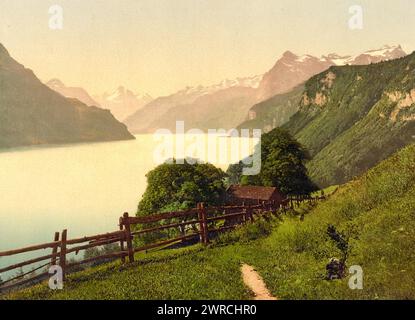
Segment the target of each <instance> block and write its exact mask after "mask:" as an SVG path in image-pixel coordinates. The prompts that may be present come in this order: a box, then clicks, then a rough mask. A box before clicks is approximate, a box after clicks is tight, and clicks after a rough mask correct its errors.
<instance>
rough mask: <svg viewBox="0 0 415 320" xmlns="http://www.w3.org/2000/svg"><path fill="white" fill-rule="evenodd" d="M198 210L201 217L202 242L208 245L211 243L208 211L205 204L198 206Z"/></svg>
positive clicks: (201, 232) (201, 240) (201, 233)
mask: <svg viewBox="0 0 415 320" xmlns="http://www.w3.org/2000/svg"><path fill="white" fill-rule="evenodd" d="M197 210H198V216H199V229H200V242H201V243H203V244H204V245H206V244H208V242H209V235H208V229H207V217H206V210H205V208H204V204H203V202H201V203H198V204H197Z"/></svg>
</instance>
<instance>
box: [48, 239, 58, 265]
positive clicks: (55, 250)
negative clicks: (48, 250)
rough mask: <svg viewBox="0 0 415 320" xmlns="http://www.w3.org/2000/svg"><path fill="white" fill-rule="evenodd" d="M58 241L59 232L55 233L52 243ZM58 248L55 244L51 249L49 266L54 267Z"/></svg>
mask: <svg viewBox="0 0 415 320" xmlns="http://www.w3.org/2000/svg"><path fill="white" fill-rule="evenodd" d="M58 241H59V232H55V237H54V238H53V242H58ZM58 246H59V244H56V245H55V246H54V247H53V249H52V255H53V256H52V259H51V261H50V265H51V266H54V265H56V254H57V253H58Z"/></svg>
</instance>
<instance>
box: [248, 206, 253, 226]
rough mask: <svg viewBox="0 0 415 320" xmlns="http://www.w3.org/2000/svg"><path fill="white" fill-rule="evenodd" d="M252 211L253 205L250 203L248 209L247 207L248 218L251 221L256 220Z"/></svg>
mask: <svg viewBox="0 0 415 320" xmlns="http://www.w3.org/2000/svg"><path fill="white" fill-rule="evenodd" d="M252 211H253V210H252V208H251V205H248V209H246V214H247V218H248V220H249V221H251V222H254V215H253V213H252Z"/></svg>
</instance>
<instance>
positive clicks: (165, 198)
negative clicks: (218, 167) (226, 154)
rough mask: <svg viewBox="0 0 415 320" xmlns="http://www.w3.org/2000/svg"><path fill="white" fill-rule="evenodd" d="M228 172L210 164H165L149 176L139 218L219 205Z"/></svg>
mask: <svg viewBox="0 0 415 320" xmlns="http://www.w3.org/2000/svg"><path fill="white" fill-rule="evenodd" d="M225 176H226V175H225V173H224V172H223V171H222V170H221V169H218V168H216V167H214V166H213V165H211V164H198V163H196V164H193V165H191V164H189V163H187V162H186V161H185V163H184V164H178V163H177V161H176V160H173V163H165V164H162V165H160V166H158V167H157V168H155V169H154V170H152V171H150V172H149V173H148V174H147V182H148V185H147V189H146V191H145V193H144V195H143V198H142V200H141V201H140V203H139V205H138V212H137V215H148V214H154V213H158V212H168V211H172V210H183V209H188V208H194V207H195V206H196V204H197V203H198V202H204V203H206V204H211V205H215V204H219V203H220V202H221V201H222V199H223V194H224V192H225V185H224V178H225Z"/></svg>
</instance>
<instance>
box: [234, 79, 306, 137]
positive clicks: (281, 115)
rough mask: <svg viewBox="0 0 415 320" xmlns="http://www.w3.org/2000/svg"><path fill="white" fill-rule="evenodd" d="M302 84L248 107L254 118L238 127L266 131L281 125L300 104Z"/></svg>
mask: <svg viewBox="0 0 415 320" xmlns="http://www.w3.org/2000/svg"><path fill="white" fill-rule="evenodd" d="M303 92H304V86H302V85H301V86H298V87H296V88H295V89H293V90H292V91H290V92H288V93H284V94H279V95H276V96H274V97H272V98H270V99H268V100H266V101H263V102H261V103H258V104H256V105H255V106H253V107H252V108H251V109H250V112H251V113H254V114H255V118H254V119H251V120H246V121H244V122H243V123H242V124H240V125H239V126H238V129H251V130H252V129H261V130H262V131H263V132H268V131H270V130H272V129H274V128H276V127H279V126H282V125H283V124H285V123H286V122H288V121H289V120H290V117H291V116H292V115H294V114H295V113H296V112H297V111H298V109H299V105H300V101H301V98H302V94H303Z"/></svg>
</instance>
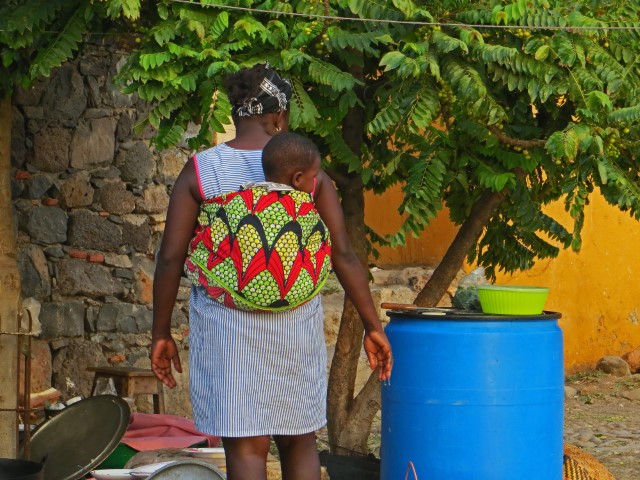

- [Work to complete]: Locate each line of the listing above that contains the word "positive" and copy those lines in full.

- [Task result]:
positive clicks: (201, 232) (201, 240) (201, 233)
positive clicks: (55, 250)
positive clicks: (165, 198)
positive clicks: (281, 115)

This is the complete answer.